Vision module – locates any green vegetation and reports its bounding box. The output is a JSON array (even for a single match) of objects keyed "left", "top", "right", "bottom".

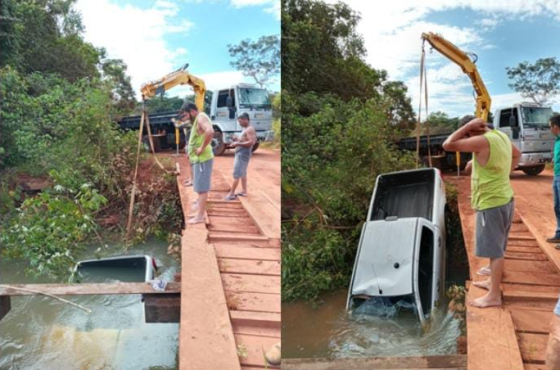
[
  {"left": 282, "top": 0, "right": 414, "bottom": 300},
  {"left": 0, "top": 0, "right": 181, "bottom": 277}
]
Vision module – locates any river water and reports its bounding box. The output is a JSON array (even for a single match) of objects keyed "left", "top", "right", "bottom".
[{"left": 0, "top": 241, "right": 179, "bottom": 370}]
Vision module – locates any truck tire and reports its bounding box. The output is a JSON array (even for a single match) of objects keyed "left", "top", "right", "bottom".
[
  {"left": 211, "top": 130, "right": 226, "bottom": 156},
  {"left": 521, "top": 164, "right": 545, "bottom": 176}
]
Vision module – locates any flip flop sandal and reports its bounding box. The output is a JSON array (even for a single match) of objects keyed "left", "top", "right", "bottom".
[{"left": 476, "top": 266, "right": 492, "bottom": 276}]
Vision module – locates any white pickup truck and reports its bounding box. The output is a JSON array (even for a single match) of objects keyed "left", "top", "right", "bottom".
[{"left": 346, "top": 168, "right": 446, "bottom": 322}]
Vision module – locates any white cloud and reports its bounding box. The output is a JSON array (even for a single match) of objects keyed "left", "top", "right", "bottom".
[
  {"left": 76, "top": 0, "right": 193, "bottom": 95},
  {"left": 332, "top": 0, "right": 560, "bottom": 115}
]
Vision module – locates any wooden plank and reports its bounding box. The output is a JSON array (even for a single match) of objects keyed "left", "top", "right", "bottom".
[
  {"left": 518, "top": 333, "right": 548, "bottom": 363},
  {"left": 505, "top": 251, "right": 548, "bottom": 261},
  {"left": 222, "top": 273, "right": 280, "bottom": 294},
  {"left": 505, "top": 259, "right": 556, "bottom": 274},
  {"left": 208, "top": 221, "right": 260, "bottom": 235},
  {"left": 467, "top": 286, "right": 523, "bottom": 370},
  {"left": 142, "top": 294, "right": 181, "bottom": 323},
  {"left": 218, "top": 258, "right": 280, "bottom": 276},
  {"left": 208, "top": 232, "right": 268, "bottom": 242},
  {"left": 214, "top": 244, "right": 282, "bottom": 261},
  {"left": 282, "top": 355, "right": 467, "bottom": 370},
  {"left": 179, "top": 212, "right": 241, "bottom": 370},
  {"left": 229, "top": 310, "right": 282, "bottom": 324},
  {"left": 226, "top": 291, "right": 282, "bottom": 313},
  {"left": 506, "top": 245, "right": 542, "bottom": 254},
  {"left": 502, "top": 271, "right": 560, "bottom": 286},
  {"left": 511, "top": 310, "right": 554, "bottom": 334},
  {"left": 0, "top": 296, "right": 12, "bottom": 320},
  {"left": 0, "top": 283, "right": 181, "bottom": 296},
  {"left": 235, "top": 334, "right": 279, "bottom": 369}
]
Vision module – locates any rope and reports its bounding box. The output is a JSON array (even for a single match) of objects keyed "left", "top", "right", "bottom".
[{"left": 416, "top": 40, "right": 433, "bottom": 168}]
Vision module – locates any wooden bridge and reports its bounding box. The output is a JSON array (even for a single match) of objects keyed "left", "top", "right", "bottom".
[{"left": 446, "top": 177, "right": 560, "bottom": 370}]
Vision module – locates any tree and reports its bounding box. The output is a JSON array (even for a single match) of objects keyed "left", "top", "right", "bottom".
[
  {"left": 228, "top": 35, "right": 280, "bottom": 87},
  {"left": 506, "top": 58, "right": 560, "bottom": 106}
]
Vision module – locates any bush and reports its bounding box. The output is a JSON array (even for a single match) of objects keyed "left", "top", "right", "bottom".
[{"left": 282, "top": 93, "right": 414, "bottom": 300}]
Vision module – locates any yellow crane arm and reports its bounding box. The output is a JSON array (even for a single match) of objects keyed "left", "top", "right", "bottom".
[
  {"left": 140, "top": 64, "right": 206, "bottom": 112},
  {"left": 422, "top": 32, "right": 492, "bottom": 121}
]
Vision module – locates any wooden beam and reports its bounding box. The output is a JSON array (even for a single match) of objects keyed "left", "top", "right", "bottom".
[
  {"left": 142, "top": 294, "right": 181, "bottom": 323},
  {"left": 282, "top": 355, "right": 467, "bottom": 370},
  {"left": 0, "top": 283, "right": 181, "bottom": 296},
  {"left": 0, "top": 296, "right": 12, "bottom": 320}
]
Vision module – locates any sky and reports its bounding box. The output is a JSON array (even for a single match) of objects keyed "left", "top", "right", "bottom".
[
  {"left": 327, "top": 0, "right": 560, "bottom": 117},
  {"left": 76, "top": 0, "right": 280, "bottom": 98}
]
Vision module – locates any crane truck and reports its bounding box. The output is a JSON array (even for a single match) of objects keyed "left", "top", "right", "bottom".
[
  {"left": 119, "top": 65, "right": 274, "bottom": 155},
  {"left": 398, "top": 32, "right": 554, "bottom": 176}
]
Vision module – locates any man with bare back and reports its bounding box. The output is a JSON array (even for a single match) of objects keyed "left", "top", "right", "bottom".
[
  {"left": 225, "top": 113, "right": 257, "bottom": 200},
  {"left": 443, "top": 116, "right": 521, "bottom": 308},
  {"left": 183, "top": 103, "right": 214, "bottom": 224}
]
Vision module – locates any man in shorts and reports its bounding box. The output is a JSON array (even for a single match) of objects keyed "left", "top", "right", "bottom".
[
  {"left": 443, "top": 116, "right": 521, "bottom": 308},
  {"left": 225, "top": 113, "right": 257, "bottom": 200},
  {"left": 184, "top": 103, "right": 214, "bottom": 224}
]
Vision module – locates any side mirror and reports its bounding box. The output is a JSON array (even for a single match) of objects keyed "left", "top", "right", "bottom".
[{"left": 509, "top": 114, "right": 517, "bottom": 128}]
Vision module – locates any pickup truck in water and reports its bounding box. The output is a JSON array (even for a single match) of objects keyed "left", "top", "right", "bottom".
[
  {"left": 346, "top": 168, "right": 446, "bottom": 322},
  {"left": 119, "top": 84, "right": 274, "bottom": 155},
  {"left": 398, "top": 103, "right": 554, "bottom": 176}
]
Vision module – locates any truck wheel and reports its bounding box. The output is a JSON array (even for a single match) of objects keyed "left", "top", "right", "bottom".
[
  {"left": 212, "top": 130, "right": 226, "bottom": 156},
  {"left": 521, "top": 164, "right": 545, "bottom": 176}
]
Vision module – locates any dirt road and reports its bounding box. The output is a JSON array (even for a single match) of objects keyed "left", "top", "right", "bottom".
[{"left": 511, "top": 169, "right": 560, "bottom": 270}]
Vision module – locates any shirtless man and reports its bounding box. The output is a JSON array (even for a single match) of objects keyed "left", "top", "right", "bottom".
[
  {"left": 443, "top": 116, "right": 521, "bottom": 308},
  {"left": 224, "top": 113, "right": 257, "bottom": 200}
]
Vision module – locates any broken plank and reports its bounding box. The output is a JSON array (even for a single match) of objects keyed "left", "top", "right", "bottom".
[
  {"left": 504, "top": 259, "right": 557, "bottom": 274},
  {"left": 282, "top": 355, "right": 467, "bottom": 370},
  {"left": 235, "top": 334, "right": 280, "bottom": 369},
  {"left": 222, "top": 273, "right": 280, "bottom": 294},
  {"left": 214, "top": 244, "right": 281, "bottom": 261},
  {"left": 467, "top": 285, "right": 523, "bottom": 370},
  {"left": 518, "top": 333, "right": 548, "bottom": 363},
  {"left": 502, "top": 270, "right": 560, "bottom": 286},
  {"left": 511, "top": 310, "right": 554, "bottom": 334},
  {"left": 0, "top": 283, "right": 181, "bottom": 296},
  {"left": 218, "top": 258, "right": 280, "bottom": 276},
  {"left": 0, "top": 296, "right": 12, "bottom": 320},
  {"left": 226, "top": 291, "right": 281, "bottom": 313}
]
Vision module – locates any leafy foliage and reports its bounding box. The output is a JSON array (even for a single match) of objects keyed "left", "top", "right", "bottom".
[
  {"left": 0, "top": 184, "right": 107, "bottom": 276},
  {"left": 506, "top": 58, "right": 560, "bottom": 106},
  {"left": 228, "top": 35, "right": 280, "bottom": 87},
  {"left": 282, "top": 0, "right": 414, "bottom": 300}
]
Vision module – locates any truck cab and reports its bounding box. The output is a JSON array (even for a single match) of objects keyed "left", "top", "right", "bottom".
[
  {"left": 206, "top": 84, "right": 274, "bottom": 155},
  {"left": 494, "top": 103, "right": 555, "bottom": 175},
  {"left": 346, "top": 168, "right": 446, "bottom": 322}
]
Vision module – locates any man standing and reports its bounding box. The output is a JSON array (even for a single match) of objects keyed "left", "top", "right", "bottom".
[
  {"left": 225, "top": 113, "right": 257, "bottom": 200},
  {"left": 443, "top": 116, "right": 521, "bottom": 308},
  {"left": 546, "top": 114, "right": 560, "bottom": 244},
  {"left": 184, "top": 103, "right": 214, "bottom": 224}
]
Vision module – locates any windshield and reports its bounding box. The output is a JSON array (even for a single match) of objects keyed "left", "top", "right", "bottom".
[
  {"left": 239, "top": 88, "right": 270, "bottom": 106},
  {"left": 521, "top": 107, "right": 552, "bottom": 129}
]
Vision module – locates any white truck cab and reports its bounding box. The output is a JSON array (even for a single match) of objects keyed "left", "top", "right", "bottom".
[
  {"left": 205, "top": 84, "right": 274, "bottom": 155},
  {"left": 346, "top": 168, "right": 446, "bottom": 322},
  {"left": 494, "top": 102, "right": 555, "bottom": 175}
]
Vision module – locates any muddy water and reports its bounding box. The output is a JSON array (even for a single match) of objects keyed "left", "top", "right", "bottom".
[
  {"left": 0, "top": 241, "right": 179, "bottom": 370},
  {"left": 282, "top": 289, "right": 461, "bottom": 358}
]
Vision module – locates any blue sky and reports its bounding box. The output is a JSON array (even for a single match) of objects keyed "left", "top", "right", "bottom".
[
  {"left": 329, "top": 0, "right": 560, "bottom": 116},
  {"left": 76, "top": 0, "right": 280, "bottom": 96}
]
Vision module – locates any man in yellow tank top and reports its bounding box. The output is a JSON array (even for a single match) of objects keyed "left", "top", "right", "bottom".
[
  {"left": 183, "top": 103, "right": 214, "bottom": 224},
  {"left": 443, "top": 116, "right": 521, "bottom": 308}
]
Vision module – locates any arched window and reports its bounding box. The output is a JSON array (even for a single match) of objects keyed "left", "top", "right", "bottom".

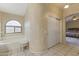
[{"left": 6, "top": 20, "right": 22, "bottom": 33}]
□ □ □ □ □ □ □
Pick out each line above that contains the word "plank", and copy those lines in full. Only matches with the same capitalization count.

Vision module – locates any wooden plank and reports its bounding box. The output is a JSON array (even for a single match) of objects keyed "left", "top", "right", "bottom".
Vision module – locates any broken plank and reports its bounding box. The output is a JSON array (even for a single match) of objects keyed "left", "top", "right", "bottom".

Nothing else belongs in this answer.